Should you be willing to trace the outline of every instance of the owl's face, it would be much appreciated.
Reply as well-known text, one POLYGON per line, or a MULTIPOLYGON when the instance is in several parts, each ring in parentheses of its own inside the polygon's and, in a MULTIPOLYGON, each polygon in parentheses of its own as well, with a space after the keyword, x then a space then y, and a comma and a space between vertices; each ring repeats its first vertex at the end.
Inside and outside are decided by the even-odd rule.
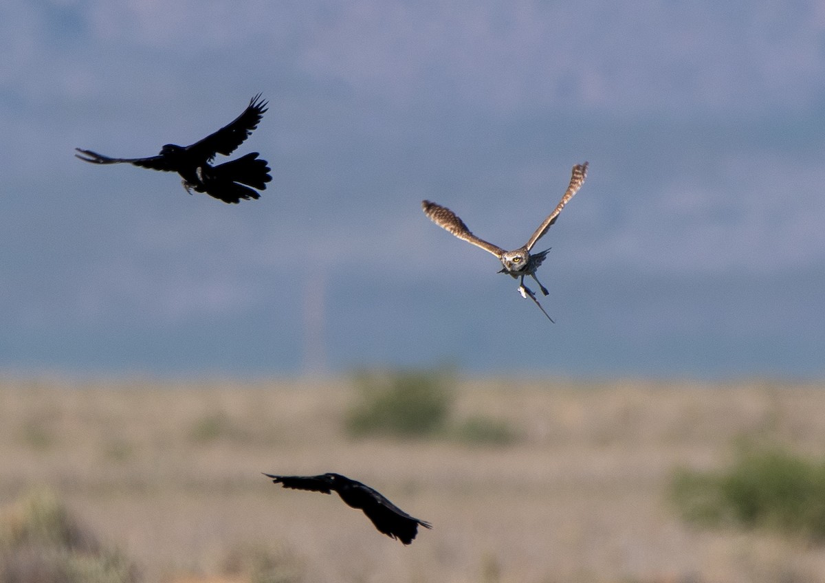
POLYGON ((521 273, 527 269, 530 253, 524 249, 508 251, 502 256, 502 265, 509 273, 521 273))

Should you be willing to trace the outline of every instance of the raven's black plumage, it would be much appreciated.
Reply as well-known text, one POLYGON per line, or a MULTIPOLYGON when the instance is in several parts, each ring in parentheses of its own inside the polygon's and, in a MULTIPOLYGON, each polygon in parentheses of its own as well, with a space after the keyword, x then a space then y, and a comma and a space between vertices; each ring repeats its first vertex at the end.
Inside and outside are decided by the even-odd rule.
□ □ □ □
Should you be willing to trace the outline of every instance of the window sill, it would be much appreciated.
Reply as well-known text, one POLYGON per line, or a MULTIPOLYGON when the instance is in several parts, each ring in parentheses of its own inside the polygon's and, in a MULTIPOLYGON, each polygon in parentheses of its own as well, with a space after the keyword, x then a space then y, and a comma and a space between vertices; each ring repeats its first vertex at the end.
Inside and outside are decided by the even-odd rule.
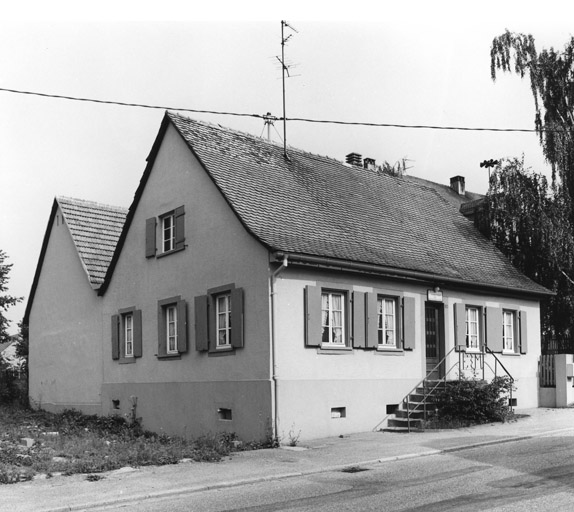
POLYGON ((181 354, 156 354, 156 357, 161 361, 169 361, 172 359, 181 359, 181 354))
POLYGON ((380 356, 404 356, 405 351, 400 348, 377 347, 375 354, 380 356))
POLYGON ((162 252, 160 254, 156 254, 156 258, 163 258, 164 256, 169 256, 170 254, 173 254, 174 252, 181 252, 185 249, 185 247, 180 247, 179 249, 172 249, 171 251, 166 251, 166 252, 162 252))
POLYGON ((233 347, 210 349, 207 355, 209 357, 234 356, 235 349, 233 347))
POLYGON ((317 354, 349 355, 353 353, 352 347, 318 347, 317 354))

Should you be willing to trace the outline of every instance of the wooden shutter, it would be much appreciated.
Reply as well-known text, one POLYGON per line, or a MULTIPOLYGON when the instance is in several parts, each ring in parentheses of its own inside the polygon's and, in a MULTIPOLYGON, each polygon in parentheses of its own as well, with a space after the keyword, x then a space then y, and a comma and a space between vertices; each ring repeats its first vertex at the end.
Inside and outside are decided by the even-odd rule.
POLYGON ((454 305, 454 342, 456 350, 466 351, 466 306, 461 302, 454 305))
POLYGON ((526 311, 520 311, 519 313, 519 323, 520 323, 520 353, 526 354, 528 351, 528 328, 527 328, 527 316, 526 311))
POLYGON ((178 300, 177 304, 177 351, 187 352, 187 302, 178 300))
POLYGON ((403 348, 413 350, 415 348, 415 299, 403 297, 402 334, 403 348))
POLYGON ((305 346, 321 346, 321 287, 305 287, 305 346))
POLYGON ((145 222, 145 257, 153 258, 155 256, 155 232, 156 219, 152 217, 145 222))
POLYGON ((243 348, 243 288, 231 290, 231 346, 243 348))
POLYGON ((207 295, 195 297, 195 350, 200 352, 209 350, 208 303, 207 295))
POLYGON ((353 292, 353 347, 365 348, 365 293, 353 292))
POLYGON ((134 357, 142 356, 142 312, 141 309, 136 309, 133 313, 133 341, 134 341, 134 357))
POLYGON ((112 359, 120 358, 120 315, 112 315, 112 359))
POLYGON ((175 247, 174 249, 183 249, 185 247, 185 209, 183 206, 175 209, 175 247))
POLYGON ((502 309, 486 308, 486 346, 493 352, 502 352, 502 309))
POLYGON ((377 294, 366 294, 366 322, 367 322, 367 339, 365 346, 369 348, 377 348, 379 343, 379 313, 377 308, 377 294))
□ □ □ □
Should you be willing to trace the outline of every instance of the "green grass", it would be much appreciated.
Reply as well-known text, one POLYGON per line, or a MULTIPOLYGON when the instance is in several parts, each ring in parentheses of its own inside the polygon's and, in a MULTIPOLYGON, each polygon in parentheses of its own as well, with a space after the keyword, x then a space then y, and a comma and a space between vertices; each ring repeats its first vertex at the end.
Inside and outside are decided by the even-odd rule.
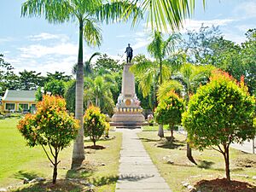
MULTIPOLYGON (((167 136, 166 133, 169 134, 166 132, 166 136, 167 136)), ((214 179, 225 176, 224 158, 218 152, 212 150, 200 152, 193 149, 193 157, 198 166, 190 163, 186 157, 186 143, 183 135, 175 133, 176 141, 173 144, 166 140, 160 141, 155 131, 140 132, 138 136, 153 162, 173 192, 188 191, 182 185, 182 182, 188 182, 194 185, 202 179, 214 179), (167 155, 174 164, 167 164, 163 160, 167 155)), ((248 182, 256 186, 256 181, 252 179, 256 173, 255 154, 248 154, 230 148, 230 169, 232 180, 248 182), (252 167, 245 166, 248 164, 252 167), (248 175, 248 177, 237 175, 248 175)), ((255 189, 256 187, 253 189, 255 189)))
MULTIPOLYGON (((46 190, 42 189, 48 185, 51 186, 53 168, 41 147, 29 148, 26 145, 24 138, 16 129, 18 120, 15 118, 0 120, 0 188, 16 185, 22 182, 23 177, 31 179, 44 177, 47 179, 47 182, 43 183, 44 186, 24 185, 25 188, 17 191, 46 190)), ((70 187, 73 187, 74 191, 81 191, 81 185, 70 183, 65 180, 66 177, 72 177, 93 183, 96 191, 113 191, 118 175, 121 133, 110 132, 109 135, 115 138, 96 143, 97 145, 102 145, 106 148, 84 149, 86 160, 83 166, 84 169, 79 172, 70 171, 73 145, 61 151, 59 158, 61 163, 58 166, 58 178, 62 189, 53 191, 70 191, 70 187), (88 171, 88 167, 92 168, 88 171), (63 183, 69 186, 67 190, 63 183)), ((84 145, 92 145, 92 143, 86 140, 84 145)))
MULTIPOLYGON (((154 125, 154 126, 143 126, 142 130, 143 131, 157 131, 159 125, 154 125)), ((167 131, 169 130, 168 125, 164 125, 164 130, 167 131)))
□ □ □ □
Reproduce everything from the line containing "sill, it would be much appreciated." down to the line containing "POLYGON ((380 356, 404", including both of those lines, and leave the pictures out.

CORRECT RESPONSE =
Should you be willing to trace the outline of every instance of the window sill, it would be much appreciated.
Reply as well-known text, one POLYGON per line, or a MULTIPOLYGON when the instance is in several parts, each ring in parentheses of its own inside the polygon's and, in a MULTIPOLYGON, each polygon in parentheses of its own as well, with a space after the keyword, x then a space then y, and a comma and a space between vertices; each ring repeats its first vertex at the end.
Inside and outside are decided by the even-odd rule.
POLYGON ((181 354, 156 354, 156 357, 161 361, 169 361, 172 359, 181 359, 181 354))
POLYGON ((380 356, 404 356, 405 351, 400 348, 377 347, 375 354, 380 356))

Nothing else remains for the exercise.